Data extracted from a collection:
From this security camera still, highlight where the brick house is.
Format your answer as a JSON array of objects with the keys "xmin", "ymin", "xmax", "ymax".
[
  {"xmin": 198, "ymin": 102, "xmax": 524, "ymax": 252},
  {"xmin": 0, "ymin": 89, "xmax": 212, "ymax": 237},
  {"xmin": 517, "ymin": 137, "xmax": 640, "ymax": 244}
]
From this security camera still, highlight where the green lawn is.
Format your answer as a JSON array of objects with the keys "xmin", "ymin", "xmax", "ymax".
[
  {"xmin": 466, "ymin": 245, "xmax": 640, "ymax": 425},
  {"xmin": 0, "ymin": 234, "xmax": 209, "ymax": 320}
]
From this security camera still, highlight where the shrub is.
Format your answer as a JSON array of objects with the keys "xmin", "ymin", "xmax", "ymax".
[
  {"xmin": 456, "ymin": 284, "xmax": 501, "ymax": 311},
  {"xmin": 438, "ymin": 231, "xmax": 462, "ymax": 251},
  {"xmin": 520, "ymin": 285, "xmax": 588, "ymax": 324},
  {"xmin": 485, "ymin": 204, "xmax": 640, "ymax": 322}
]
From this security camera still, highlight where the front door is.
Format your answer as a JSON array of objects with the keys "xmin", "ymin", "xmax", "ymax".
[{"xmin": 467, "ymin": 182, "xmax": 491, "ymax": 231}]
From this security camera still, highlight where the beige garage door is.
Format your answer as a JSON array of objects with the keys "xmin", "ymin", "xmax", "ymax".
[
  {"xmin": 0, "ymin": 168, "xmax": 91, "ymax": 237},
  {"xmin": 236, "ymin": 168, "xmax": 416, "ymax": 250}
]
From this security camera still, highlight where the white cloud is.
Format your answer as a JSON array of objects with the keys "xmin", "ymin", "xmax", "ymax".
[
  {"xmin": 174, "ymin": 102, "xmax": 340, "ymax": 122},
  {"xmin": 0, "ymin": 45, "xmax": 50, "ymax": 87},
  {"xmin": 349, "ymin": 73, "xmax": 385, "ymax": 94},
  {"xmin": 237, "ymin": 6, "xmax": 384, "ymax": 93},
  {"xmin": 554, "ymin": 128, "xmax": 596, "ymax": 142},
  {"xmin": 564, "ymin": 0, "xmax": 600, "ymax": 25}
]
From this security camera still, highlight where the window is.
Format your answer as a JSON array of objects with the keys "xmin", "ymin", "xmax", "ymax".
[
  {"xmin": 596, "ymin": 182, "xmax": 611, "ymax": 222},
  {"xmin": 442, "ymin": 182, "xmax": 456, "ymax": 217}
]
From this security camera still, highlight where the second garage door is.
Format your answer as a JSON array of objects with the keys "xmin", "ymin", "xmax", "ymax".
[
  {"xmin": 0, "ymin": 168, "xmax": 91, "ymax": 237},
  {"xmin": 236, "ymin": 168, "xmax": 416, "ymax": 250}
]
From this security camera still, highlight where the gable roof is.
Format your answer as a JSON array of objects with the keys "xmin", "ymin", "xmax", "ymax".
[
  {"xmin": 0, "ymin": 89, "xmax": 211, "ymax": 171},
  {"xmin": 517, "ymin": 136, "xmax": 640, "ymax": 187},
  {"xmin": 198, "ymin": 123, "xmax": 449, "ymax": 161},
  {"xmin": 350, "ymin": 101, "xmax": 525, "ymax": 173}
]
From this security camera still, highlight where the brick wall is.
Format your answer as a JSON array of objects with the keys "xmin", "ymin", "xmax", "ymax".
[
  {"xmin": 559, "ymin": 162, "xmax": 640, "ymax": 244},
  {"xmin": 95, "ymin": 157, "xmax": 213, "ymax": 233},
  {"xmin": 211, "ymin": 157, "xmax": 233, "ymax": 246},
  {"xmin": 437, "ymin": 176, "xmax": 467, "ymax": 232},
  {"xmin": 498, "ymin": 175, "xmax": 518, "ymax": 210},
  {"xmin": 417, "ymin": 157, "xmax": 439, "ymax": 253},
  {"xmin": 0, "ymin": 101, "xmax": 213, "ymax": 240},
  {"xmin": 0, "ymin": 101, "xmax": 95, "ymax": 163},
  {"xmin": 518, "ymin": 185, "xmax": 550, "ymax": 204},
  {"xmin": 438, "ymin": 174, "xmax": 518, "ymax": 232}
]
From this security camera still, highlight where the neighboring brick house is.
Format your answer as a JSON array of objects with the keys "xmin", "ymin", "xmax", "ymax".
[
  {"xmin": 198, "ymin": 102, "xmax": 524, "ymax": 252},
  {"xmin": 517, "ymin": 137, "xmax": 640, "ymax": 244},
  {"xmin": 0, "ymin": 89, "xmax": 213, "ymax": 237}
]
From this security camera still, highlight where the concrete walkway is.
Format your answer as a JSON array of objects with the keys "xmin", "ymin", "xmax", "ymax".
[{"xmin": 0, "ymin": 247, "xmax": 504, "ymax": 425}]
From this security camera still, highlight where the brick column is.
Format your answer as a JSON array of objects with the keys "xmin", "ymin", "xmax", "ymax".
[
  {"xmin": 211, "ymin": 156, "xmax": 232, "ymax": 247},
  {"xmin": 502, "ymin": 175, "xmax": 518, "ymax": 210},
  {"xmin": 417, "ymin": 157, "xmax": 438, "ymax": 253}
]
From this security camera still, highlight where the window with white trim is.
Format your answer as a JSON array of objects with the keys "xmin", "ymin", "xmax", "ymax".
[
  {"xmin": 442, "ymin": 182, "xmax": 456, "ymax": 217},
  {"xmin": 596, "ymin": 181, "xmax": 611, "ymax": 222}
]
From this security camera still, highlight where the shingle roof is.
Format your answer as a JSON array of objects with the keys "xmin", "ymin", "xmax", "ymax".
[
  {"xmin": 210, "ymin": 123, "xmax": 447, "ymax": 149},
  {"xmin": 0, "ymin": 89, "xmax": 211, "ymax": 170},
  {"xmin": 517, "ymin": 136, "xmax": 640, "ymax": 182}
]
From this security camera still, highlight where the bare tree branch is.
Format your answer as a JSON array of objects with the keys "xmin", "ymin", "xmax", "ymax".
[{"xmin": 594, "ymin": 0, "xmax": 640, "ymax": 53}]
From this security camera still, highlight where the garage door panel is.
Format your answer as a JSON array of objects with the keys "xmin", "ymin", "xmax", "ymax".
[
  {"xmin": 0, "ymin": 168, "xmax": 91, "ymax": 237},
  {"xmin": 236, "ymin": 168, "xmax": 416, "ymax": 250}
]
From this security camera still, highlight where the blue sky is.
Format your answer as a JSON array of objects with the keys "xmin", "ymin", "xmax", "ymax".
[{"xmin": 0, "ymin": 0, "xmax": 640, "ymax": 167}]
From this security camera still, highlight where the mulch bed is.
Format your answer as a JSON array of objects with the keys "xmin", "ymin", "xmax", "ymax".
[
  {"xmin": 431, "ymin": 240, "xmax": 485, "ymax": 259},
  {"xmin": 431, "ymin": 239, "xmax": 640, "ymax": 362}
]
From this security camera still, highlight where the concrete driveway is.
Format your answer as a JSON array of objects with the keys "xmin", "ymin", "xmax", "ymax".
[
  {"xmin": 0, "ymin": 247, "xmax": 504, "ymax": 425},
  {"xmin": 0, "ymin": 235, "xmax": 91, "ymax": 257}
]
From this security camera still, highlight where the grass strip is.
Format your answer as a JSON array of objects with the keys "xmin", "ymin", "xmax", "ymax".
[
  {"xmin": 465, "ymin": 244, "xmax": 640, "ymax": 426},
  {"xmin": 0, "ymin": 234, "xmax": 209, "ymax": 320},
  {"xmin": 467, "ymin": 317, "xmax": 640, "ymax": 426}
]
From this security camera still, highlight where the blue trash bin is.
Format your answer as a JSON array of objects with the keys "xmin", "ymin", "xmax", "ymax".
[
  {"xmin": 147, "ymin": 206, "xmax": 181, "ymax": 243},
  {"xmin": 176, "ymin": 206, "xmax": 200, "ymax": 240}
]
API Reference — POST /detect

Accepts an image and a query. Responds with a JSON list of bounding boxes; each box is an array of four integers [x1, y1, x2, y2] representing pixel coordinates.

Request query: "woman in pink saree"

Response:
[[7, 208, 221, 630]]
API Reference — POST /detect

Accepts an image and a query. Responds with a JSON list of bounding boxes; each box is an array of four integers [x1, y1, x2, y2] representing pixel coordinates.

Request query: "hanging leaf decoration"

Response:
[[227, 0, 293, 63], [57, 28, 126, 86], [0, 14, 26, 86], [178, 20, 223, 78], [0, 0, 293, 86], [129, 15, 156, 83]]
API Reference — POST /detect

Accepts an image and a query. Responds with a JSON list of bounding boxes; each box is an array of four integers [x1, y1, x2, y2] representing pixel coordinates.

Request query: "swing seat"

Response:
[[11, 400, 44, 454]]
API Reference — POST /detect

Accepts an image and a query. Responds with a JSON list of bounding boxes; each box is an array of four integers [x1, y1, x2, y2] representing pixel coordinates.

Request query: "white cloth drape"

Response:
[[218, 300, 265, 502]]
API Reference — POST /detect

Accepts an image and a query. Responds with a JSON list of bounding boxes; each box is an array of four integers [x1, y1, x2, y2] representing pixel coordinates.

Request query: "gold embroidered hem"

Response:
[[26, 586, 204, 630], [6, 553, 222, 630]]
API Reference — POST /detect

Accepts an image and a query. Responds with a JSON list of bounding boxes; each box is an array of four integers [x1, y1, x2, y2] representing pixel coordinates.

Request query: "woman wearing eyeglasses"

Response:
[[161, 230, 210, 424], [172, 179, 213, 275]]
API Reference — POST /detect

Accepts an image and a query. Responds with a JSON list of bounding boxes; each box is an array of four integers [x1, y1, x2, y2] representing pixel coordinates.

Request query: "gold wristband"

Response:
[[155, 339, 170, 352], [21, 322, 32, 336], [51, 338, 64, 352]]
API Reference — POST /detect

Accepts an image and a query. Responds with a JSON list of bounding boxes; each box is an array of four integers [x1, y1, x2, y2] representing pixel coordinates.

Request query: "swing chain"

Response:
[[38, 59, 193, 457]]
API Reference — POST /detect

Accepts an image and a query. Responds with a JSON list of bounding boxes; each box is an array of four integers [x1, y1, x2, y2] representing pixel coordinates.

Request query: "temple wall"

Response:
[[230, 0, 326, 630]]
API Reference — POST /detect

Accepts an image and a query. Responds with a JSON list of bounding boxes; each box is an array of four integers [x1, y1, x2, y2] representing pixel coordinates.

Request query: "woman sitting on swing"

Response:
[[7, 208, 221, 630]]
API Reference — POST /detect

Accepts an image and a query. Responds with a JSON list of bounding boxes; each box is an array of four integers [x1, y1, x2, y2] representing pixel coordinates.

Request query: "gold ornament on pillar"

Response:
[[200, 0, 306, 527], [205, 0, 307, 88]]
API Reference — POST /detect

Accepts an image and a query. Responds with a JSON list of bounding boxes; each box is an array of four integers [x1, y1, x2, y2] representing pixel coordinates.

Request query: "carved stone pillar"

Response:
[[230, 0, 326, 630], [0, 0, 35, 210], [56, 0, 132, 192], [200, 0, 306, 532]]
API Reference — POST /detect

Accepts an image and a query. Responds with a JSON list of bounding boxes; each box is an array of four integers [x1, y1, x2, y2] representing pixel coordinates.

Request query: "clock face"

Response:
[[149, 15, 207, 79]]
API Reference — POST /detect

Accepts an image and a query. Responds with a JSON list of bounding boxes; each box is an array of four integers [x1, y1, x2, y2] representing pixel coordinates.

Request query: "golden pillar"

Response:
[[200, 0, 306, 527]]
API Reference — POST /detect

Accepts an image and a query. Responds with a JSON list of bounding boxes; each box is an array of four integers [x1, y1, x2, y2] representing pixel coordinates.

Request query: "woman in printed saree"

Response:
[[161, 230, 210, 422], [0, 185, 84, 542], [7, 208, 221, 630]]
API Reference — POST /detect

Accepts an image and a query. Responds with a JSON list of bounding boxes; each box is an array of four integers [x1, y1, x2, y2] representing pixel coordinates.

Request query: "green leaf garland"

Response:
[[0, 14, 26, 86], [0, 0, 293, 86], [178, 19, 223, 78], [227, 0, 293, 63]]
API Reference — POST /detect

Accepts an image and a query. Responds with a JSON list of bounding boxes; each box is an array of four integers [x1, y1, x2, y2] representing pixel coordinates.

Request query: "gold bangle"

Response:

What you should do: Return each line of the material above that contains the word "concrete".

Result of the task:
From this security camera still, highlight where the concrete walkway is.
From this security camera still, highlight where the concrete driveway is.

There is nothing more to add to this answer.